Give back exactly the lines that run from the line containing "Please tag the grazing" through the end of the listing below. Leave out every other line.

--- BEGIN Input records ---

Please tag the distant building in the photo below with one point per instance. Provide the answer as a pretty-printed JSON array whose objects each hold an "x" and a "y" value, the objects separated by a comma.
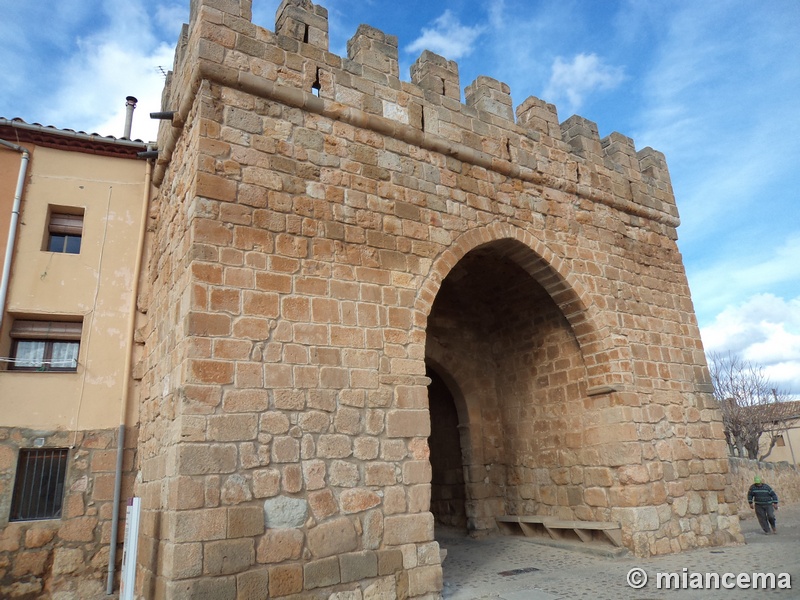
[
  {"x": 787, "y": 447},
  {"x": 65, "y": 346}
]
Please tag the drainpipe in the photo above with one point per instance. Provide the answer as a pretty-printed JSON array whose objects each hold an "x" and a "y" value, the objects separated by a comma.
[
  {"x": 12, "y": 227},
  {"x": 130, "y": 104},
  {"x": 126, "y": 385}
]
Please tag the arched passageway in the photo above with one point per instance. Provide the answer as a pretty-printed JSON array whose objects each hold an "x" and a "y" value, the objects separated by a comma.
[
  {"x": 508, "y": 380},
  {"x": 447, "y": 464}
]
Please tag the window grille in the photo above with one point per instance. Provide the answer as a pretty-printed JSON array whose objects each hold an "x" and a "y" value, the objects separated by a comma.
[{"x": 39, "y": 485}]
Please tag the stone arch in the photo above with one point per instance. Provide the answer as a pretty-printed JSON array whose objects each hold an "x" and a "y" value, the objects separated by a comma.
[{"x": 604, "y": 359}]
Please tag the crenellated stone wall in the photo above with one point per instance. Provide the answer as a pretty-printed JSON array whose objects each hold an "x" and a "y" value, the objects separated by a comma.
[{"x": 324, "y": 237}]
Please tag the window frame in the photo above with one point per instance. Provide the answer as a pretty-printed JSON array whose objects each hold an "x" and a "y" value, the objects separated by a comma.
[
  {"x": 65, "y": 225},
  {"x": 48, "y": 333},
  {"x": 36, "y": 484}
]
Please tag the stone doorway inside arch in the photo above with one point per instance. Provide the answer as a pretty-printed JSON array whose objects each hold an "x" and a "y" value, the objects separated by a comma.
[{"x": 506, "y": 394}]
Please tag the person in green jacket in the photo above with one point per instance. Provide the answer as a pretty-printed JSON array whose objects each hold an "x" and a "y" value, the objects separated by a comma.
[{"x": 766, "y": 503}]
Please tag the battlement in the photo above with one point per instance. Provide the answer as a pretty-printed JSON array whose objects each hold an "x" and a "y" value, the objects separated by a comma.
[{"x": 293, "y": 64}]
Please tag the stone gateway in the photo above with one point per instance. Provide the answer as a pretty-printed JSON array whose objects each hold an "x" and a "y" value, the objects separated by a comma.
[{"x": 371, "y": 308}]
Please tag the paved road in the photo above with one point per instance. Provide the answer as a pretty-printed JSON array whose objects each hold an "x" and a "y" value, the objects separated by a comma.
[{"x": 476, "y": 569}]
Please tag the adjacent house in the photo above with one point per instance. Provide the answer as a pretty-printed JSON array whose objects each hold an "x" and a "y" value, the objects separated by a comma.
[{"x": 71, "y": 206}]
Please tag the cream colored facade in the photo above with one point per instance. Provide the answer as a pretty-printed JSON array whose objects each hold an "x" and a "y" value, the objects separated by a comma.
[
  {"x": 101, "y": 181},
  {"x": 94, "y": 285}
]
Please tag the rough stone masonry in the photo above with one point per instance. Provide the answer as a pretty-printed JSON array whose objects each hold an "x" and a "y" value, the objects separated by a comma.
[{"x": 326, "y": 242}]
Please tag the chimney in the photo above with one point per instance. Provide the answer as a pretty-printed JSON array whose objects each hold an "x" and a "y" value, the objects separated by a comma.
[{"x": 130, "y": 104}]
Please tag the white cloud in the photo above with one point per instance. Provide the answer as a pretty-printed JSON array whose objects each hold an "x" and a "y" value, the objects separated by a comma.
[
  {"x": 574, "y": 80},
  {"x": 742, "y": 267},
  {"x": 448, "y": 37},
  {"x": 125, "y": 55},
  {"x": 765, "y": 330}
]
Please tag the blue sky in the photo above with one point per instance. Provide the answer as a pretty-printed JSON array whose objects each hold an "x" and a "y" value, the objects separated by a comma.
[{"x": 713, "y": 85}]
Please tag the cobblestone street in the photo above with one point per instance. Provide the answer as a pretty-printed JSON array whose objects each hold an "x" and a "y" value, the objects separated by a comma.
[{"x": 474, "y": 569}]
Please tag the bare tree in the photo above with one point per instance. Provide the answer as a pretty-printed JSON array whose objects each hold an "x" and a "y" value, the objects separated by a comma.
[{"x": 752, "y": 406}]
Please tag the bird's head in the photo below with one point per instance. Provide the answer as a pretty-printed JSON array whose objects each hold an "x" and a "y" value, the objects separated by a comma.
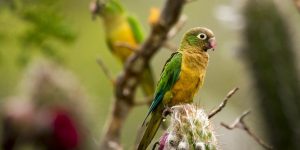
[{"x": 199, "y": 38}]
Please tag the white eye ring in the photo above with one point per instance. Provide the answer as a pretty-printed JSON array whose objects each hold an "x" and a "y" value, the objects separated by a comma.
[{"x": 202, "y": 36}]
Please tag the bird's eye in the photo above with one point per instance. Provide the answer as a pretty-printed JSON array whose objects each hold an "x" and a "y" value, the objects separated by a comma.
[{"x": 202, "y": 36}]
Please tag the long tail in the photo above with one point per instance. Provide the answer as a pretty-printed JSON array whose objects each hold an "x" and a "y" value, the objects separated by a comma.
[
  {"x": 151, "y": 130},
  {"x": 147, "y": 82}
]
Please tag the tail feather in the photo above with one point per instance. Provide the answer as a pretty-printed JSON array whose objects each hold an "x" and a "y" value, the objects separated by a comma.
[
  {"x": 147, "y": 82},
  {"x": 151, "y": 130}
]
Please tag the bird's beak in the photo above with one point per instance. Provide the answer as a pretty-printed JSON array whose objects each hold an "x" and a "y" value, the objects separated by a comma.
[{"x": 212, "y": 43}]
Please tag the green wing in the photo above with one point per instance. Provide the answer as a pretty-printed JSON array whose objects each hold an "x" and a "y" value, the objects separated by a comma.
[
  {"x": 168, "y": 78},
  {"x": 136, "y": 29}
]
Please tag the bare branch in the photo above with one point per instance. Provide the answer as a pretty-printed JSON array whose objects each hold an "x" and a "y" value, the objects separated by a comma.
[
  {"x": 146, "y": 101},
  {"x": 127, "y": 81},
  {"x": 239, "y": 123},
  {"x": 106, "y": 71},
  {"x": 126, "y": 45},
  {"x": 297, "y": 4},
  {"x": 223, "y": 104},
  {"x": 177, "y": 27}
]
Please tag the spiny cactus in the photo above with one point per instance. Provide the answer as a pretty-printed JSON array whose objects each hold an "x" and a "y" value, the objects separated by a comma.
[{"x": 189, "y": 130}]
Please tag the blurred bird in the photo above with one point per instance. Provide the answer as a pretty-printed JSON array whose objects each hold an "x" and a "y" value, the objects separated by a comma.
[
  {"x": 182, "y": 76},
  {"x": 123, "y": 36}
]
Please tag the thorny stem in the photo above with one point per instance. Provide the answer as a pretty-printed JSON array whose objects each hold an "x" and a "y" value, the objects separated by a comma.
[
  {"x": 223, "y": 104},
  {"x": 239, "y": 123}
]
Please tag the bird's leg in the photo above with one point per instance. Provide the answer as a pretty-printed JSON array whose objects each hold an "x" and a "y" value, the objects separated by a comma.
[{"x": 167, "y": 111}]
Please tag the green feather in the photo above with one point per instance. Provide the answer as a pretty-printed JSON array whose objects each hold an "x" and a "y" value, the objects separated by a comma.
[{"x": 169, "y": 76}]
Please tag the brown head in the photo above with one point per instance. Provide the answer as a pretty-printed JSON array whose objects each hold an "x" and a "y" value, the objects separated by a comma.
[{"x": 198, "y": 38}]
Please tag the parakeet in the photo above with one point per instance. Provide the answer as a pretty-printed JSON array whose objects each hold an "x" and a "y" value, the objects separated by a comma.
[
  {"x": 182, "y": 76},
  {"x": 123, "y": 36}
]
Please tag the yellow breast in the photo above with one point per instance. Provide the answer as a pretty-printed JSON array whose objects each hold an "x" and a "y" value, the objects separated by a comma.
[
  {"x": 121, "y": 35},
  {"x": 191, "y": 78}
]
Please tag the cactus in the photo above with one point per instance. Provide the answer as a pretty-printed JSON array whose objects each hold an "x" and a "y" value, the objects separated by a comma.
[{"x": 189, "y": 129}]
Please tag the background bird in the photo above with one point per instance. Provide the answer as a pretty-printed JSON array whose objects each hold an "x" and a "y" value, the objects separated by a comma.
[
  {"x": 182, "y": 76},
  {"x": 123, "y": 36}
]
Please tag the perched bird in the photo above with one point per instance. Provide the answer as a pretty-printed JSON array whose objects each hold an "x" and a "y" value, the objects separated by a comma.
[
  {"x": 123, "y": 36},
  {"x": 182, "y": 76}
]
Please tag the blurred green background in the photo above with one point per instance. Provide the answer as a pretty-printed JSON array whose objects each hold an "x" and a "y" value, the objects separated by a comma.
[{"x": 84, "y": 43}]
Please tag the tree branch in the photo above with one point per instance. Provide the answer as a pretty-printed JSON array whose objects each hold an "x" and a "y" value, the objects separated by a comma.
[
  {"x": 106, "y": 71},
  {"x": 297, "y": 4},
  {"x": 239, "y": 123},
  {"x": 223, "y": 104},
  {"x": 128, "y": 80}
]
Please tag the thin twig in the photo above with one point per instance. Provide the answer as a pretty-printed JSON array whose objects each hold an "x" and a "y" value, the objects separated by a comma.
[
  {"x": 223, "y": 104},
  {"x": 297, "y": 4},
  {"x": 126, "y": 45},
  {"x": 106, "y": 71},
  {"x": 145, "y": 101},
  {"x": 239, "y": 123},
  {"x": 177, "y": 27}
]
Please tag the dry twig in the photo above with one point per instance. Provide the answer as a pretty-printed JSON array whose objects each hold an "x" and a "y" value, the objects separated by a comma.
[
  {"x": 128, "y": 80},
  {"x": 145, "y": 101},
  {"x": 297, "y": 3},
  {"x": 239, "y": 123},
  {"x": 106, "y": 71},
  {"x": 223, "y": 104},
  {"x": 126, "y": 45}
]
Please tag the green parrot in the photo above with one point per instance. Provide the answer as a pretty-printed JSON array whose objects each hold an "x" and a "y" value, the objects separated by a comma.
[
  {"x": 182, "y": 76},
  {"x": 123, "y": 36}
]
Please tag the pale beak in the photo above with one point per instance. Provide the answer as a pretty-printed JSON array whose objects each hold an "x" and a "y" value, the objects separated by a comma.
[{"x": 212, "y": 43}]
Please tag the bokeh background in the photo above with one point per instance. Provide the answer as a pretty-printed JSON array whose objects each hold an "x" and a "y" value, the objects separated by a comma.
[{"x": 80, "y": 41}]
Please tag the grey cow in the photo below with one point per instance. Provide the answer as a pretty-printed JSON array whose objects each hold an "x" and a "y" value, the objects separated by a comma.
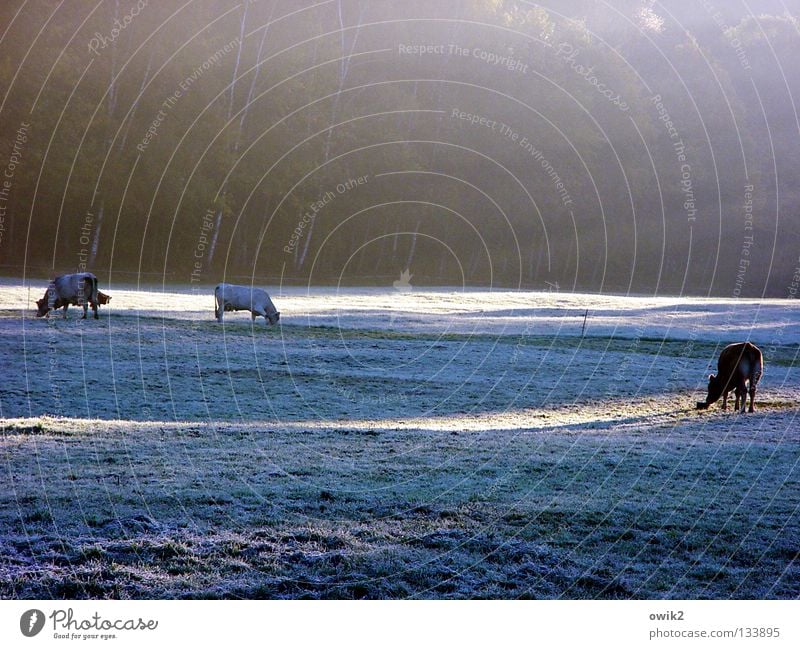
[{"x": 232, "y": 297}]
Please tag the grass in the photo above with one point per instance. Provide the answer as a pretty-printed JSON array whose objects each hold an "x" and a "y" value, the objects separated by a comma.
[
  {"x": 319, "y": 463},
  {"x": 243, "y": 512}
]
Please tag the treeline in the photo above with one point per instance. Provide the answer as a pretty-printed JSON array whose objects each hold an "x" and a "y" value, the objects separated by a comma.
[{"x": 477, "y": 142}]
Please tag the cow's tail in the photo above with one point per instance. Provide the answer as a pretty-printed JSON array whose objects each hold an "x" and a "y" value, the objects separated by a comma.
[{"x": 93, "y": 299}]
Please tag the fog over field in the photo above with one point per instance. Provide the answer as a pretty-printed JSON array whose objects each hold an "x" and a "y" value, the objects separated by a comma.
[
  {"x": 508, "y": 241},
  {"x": 378, "y": 444}
]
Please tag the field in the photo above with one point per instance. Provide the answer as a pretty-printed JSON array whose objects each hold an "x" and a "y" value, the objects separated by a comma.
[{"x": 378, "y": 444}]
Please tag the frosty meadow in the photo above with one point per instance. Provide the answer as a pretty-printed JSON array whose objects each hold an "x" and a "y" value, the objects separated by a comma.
[{"x": 380, "y": 443}]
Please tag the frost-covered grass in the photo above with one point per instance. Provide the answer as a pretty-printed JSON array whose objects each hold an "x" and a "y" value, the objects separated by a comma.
[
  {"x": 420, "y": 450},
  {"x": 695, "y": 506}
]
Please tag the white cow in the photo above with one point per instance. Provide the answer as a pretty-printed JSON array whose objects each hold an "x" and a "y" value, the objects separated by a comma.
[
  {"x": 231, "y": 297},
  {"x": 78, "y": 288}
]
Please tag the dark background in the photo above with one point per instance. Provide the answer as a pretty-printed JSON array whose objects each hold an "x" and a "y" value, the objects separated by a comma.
[{"x": 319, "y": 93}]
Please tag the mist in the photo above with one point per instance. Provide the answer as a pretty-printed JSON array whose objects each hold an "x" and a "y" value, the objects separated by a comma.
[{"x": 621, "y": 147}]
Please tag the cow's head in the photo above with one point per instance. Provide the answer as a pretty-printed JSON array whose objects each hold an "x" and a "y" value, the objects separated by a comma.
[
  {"x": 715, "y": 387},
  {"x": 43, "y": 307}
]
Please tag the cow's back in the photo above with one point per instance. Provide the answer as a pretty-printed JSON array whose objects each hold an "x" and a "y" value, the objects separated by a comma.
[
  {"x": 76, "y": 286},
  {"x": 741, "y": 358}
]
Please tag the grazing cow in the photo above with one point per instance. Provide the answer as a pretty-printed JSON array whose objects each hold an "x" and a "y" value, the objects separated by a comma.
[
  {"x": 78, "y": 288},
  {"x": 230, "y": 297},
  {"x": 739, "y": 368}
]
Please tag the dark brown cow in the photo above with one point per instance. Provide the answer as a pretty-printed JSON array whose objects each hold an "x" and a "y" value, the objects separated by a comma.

--- END Input records ---

§ Result:
Please tag the grazing cow in the photo above with one point per instance. Provide the answer as a pretty-printed JSON array whose objects each hold an "x" and a "y" value, the objects separated by a comma.
[
  {"x": 78, "y": 288},
  {"x": 230, "y": 297},
  {"x": 739, "y": 368}
]
Please tag the dark brown cow in the photo above with one point per instance. Provide the answer as a pretty-printed JSON array whose objects each hold an "x" and a "y" value, the objects separated by a comma.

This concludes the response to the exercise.